= TASK TO COMPLETE =
Give back the entries exactly as they read, leaving each image out.

= EXERCISE MATERIALS =

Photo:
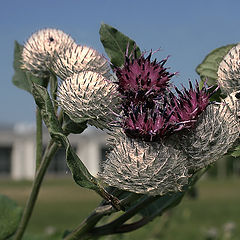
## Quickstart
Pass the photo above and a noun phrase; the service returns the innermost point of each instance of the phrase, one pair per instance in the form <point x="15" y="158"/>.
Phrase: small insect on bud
<point x="40" y="49"/>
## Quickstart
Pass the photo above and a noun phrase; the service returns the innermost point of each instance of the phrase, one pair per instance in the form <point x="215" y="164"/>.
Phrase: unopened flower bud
<point x="41" y="47"/>
<point x="157" y="168"/>
<point x="77" y="58"/>
<point x="89" y="96"/>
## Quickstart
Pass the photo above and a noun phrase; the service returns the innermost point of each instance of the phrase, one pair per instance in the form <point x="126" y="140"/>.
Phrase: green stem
<point x="50" y="151"/>
<point x="39" y="147"/>
<point x="53" y="90"/>
<point x="83" y="230"/>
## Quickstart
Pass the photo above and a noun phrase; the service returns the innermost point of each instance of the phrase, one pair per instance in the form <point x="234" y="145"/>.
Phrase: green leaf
<point x="80" y="173"/>
<point x="73" y="127"/>
<point x="236" y="152"/>
<point x="21" y="78"/>
<point x="209" y="66"/>
<point x="10" y="215"/>
<point x="115" y="44"/>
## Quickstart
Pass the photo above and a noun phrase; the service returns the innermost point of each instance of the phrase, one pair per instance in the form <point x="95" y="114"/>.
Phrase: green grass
<point x="63" y="205"/>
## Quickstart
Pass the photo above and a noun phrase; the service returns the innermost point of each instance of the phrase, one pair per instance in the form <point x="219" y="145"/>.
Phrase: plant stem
<point x="50" y="151"/>
<point x="39" y="147"/>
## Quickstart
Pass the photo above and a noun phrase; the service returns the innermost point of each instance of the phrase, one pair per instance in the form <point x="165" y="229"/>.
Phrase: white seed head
<point x="40" y="49"/>
<point x="79" y="58"/>
<point x="144" y="167"/>
<point x="229" y="71"/>
<point x="162" y="167"/>
<point x="88" y="95"/>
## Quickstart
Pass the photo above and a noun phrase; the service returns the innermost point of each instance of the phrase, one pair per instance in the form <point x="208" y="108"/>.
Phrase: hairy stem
<point x="39" y="147"/>
<point x="50" y="151"/>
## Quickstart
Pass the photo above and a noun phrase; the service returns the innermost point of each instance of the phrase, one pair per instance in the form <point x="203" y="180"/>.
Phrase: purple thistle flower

= SOLUTION BELOW =
Photo:
## Quickstart
Pass the photo above and a noun phrase; the service returns the innermost point of each instance of the phrase, one pair per instance in the form <point x="15" y="158"/>.
Phrase: small insect on bud
<point x="40" y="49"/>
## Quickstart
Pass the photo above and a noun phrase; the service returns the innermost point of each instance of the phrase, one pair per instance in the form <point x="215" y="164"/>.
Phrase: unopened flower bud
<point x="41" y="47"/>
<point x="157" y="168"/>
<point x="77" y="58"/>
<point x="89" y="96"/>
## Quickstart
Pass the photo above and a noun phrase; the service returns the innermost point of each instance of the phrase, one pair per instance in the form <point x="126" y="140"/>.
Phrase: green stem
<point x="50" y="151"/>
<point x="39" y="147"/>
<point x="53" y="90"/>
<point x="83" y="230"/>
## Quickstart
Pass the photo above and a noun phrase; the service returns the innermost point of each instance of the phrase, one pair per instance in the form <point x="234" y="145"/>.
Phrase: green leaf
<point x="80" y="173"/>
<point x="73" y="127"/>
<point x="236" y="152"/>
<point x="21" y="78"/>
<point x="209" y="66"/>
<point x="10" y="215"/>
<point x="115" y="44"/>
## Quickstart
Pass the photo above and a noun phrase; the service returns the innermost point of each instance of the phrase, one pair per instance in the form <point x="95" y="114"/>.
Phrase: green grass
<point x="63" y="205"/>
## Quickstart
Pass the photo above and a noun phrase; the service returns the innermost point of each instance of the phrase, one pair per instance in the form <point x="219" y="145"/>.
Phrase: plant stem
<point x="50" y="151"/>
<point x="39" y="147"/>
## Quickstart
Pass the photo above and a noun phrase; the service returns the innermost point of each instance of the phrase, one pair per instance in the form <point x="165" y="229"/>.
Phrase: white seed head
<point x="40" y="49"/>
<point x="79" y="58"/>
<point x="144" y="167"/>
<point x="229" y="71"/>
<point x="162" y="167"/>
<point x="88" y="95"/>
## Quickstart
Pass the photo above and a noun phrase; the service returns the innermost point of each instance of the phrase, one pair per instance in the form <point x="208" y="108"/>.
Phrase: hairy stem
<point x="39" y="147"/>
<point x="50" y="151"/>
## Quickstart
Pass the photo above and a noun phrase; the service returns the innermost point of each instance of the phrase, one pair per instance in the form <point x="203" y="180"/>.
Phrase: purple thistle flower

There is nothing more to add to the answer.